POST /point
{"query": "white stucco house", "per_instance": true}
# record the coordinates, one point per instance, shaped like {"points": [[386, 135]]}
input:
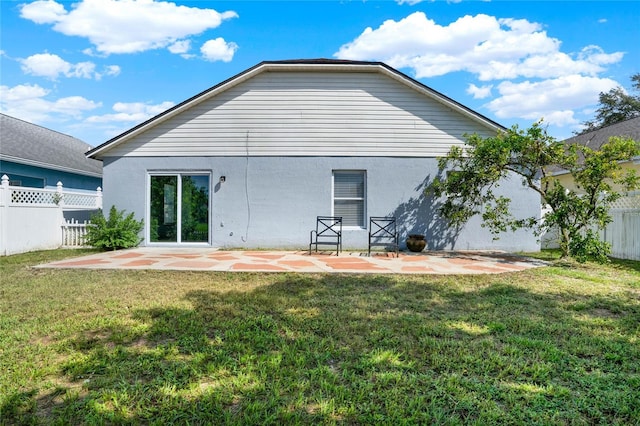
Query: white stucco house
{"points": [[252, 161]]}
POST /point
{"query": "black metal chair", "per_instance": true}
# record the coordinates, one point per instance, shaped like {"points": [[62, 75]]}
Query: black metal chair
{"points": [[383, 232], [328, 232]]}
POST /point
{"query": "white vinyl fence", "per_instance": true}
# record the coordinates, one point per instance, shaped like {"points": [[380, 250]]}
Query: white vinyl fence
{"points": [[33, 218], [623, 233]]}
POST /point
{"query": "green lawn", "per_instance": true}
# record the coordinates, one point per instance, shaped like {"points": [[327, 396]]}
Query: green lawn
{"points": [[553, 345]]}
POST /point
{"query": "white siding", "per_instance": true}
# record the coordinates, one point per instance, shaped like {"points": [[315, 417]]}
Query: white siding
{"points": [[309, 114]]}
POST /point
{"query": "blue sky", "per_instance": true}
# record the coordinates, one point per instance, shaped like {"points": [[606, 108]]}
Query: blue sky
{"points": [[95, 68]]}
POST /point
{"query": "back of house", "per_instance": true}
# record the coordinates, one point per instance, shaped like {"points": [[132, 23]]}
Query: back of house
{"points": [[252, 161]]}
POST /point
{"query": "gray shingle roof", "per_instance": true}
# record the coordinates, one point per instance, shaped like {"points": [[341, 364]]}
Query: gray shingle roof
{"points": [[35, 145], [595, 139]]}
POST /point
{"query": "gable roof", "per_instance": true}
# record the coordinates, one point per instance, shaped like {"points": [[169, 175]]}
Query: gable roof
{"points": [[30, 144], [295, 65], [596, 138]]}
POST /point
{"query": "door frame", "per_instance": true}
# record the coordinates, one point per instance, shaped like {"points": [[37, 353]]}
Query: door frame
{"points": [[178, 174]]}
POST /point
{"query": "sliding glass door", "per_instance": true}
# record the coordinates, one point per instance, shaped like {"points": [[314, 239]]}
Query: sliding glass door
{"points": [[179, 208]]}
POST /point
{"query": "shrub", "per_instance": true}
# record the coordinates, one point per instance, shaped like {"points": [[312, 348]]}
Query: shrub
{"points": [[115, 232]]}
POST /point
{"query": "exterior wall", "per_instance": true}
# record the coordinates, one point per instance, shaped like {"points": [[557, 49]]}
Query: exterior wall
{"points": [[272, 202], [49, 177], [309, 114]]}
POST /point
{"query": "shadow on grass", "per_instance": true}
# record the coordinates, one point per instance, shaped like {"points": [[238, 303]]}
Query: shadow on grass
{"points": [[356, 349]]}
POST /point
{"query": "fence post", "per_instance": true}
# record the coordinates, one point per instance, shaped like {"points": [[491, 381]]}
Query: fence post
{"points": [[59, 200], [5, 198], [99, 198]]}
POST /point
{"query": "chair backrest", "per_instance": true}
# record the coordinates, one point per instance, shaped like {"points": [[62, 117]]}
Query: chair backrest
{"points": [[329, 226], [382, 227]]}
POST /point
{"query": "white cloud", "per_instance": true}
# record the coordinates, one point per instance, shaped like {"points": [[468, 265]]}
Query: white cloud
{"points": [[52, 67], [555, 100], [490, 48], [180, 47], [126, 26], [43, 12], [533, 77], [218, 50], [29, 102], [479, 92], [45, 65], [134, 112]]}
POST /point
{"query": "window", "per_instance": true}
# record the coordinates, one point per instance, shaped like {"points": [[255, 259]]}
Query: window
{"points": [[348, 197], [179, 208]]}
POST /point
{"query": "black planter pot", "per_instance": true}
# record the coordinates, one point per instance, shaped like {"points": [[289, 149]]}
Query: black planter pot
{"points": [[416, 243]]}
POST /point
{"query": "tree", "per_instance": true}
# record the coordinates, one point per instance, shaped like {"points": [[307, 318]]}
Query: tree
{"points": [[615, 106], [468, 178]]}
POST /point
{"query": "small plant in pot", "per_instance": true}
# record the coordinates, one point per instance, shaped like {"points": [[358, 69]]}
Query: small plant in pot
{"points": [[416, 242]]}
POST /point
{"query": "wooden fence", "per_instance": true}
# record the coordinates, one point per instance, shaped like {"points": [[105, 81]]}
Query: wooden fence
{"points": [[74, 233], [623, 233], [33, 218]]}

→ Task: Each record above should be copied character for character, with pictures dropped.

→ Result:
POST /point
{"query": "white stucco house", "per_instance": true}
# record the coordinates, one point per instance, shaped like {"points": [[386, 135]]}
input:
Query: white stucco house
{"points": [[252, 161]]}
POST /point
{"query": "black metal chair", "per_instance": true}
# record the coordinates, one point per instance, shaped like {"points": [[62, 75]]}
Query: black metal chair
{"points": [[383, 232], [328, 232]]}
POST /point
{"query": "white vinyl fence", "per_instance": true}
# record the coordinates, one point per instance, shaped like {"points": [[380, 250]]}
Query: white vinyl fence
{"points": [[33, 218], [623, 233]]}
POST /point
{"query": "green lawn", "per_instance": true}
# record the coordinates, one point per instance, shaped like {"points": [[327, 396]]}
Query: green lawn
{"points": [[553, 345]]}
POST /point
{"query": "white siding", "per_instance": true}
# record the coordinates, one point per instance, shaped like {"points": [[315, 417]]}
Query: white siding
{"points": [[309, 114]]}
POST /point
{"query": "blue sky", "per_instance": true}
# record the coordinates, one point per instance, shaped like {"points": [[606, 108]]}
Query: blue sky
{"points": [[95, 68]]}
POST /point
{"query": "back of house", "per_instance": true}
# record the coordinates, one point per instance, shaped like {"points": [[132, 23]]}
Query: back of house
{"points": [[252, 161]]}
POST /point
{"query": "gray shingle roof", "per_instance": true}
# record the coordinates, one point per instance, shaped like {"points": [[341, 364]]}
Query: gray shingle roof
{"points": [[35, 145], [595, 139]]}
POST /point
{"query": "gable roof", "per_instance": true}
# record the coordinates, one point per instance, shaped like {"points": [[169, 175]]}
Query: gable roof
{"points": [[30, 144], [295, 65], [596, 138]]}
POST /point
{"query": "door frame", "per_instance": true}
# record the coordinates, one point per instance, shaped like {"points": [[37, 353]]}
Query: door frame
{"points": [[178, 174]]}
POST /point
{"query": "sliding glass door", "per_instance": true}
# record the coordinates, one point per instance, shaped like {"points": [[314, 239]]}
Query: sliding glass door
{"points": [[179, 208]]}
POST /point
{"query": "shrub", "per_instance": true}
# record the coordinates, one point per instance, shaped like {"points": [[312, 348]]}
Query: shrub
{"points": [[115, 232]]}
POST /point
{"query": "exterior wall", "per_instance": true}
# record the coordinates, one point per instance, shaped like {"points": [[557, 49]]}
Query: exterior wall
{"points": [[272, 202], [49, 177], [309, 114]]}
POST /point
{"query": "shadow on grass", "per_instance": true}
# record the coordinates, one point per instance, shaped like {"points": [[238, 303]]}
Query: shadow on grass
{"points": [[356, 349]]}
POST /point
{"query": "fence post", "per_instance": true}
# record the coordinates, one point per instance, shaped like {"points": [[491, 381]]}
Query: fence post
{"points": [[59, 200], [5, 198], [99, 198]]}
POST /point
{"query": "chair backrest", "per_instance": true}
# record the coordinates, one point per instance, shaped like {"points": [[62, 117]]}
Query: chair backrest
{"points": [[329, 226], [382, 227]]}
POST /point
{"query": "white cloud", "per_instance": true}
# record the coordinates, one point per instance, shaped like {"points": [[468, 265]]}
Query: white cloud
{"points": [[52, 67], [555, 100], [490, 48], [180, 47], [126, 26], [43, 12], [533, 77], [218, 50], [29, 102], [479, 92], [45, 65], [134, 112]]}
POST /point
{"query": "window", "per_instance": true}
# record the coordinates, one point per instance, shaped like {"points": [[255, 259]]}
Query: window
{"points": [[348, 197], [179, 208]]}
POST /point
{"query": "black planter pot", "per_instance": true}
# record the coordinates, one point per instance, shaped like {"points": [[289, 149]]}
Query: black planter pot
{"points": [[416, 243]]}
POST /point
{"query": "tree", "per_instance": true}
# record the coordinates, one point per instance, shaped like {"points": [[307, 318]]}
Query: tree
{"points": [[615, 106], [468, 178]]}
POST /point
{"query": "small plant in pot", "per_instance": true}
# record the coordinates, one point per instance, shaped like {"points": [[358, 69]]}
Query: small plant in pot
{"points": [[416, 242]]}
POST /point
{"query": "wooden fence", "per_instance": true}
# record the coordinates, one point per instance, shaped like {"points": [[105, 81]]}
Query: wooden fence
{"points": [[74, 233], [623, 233], [33, 218]]}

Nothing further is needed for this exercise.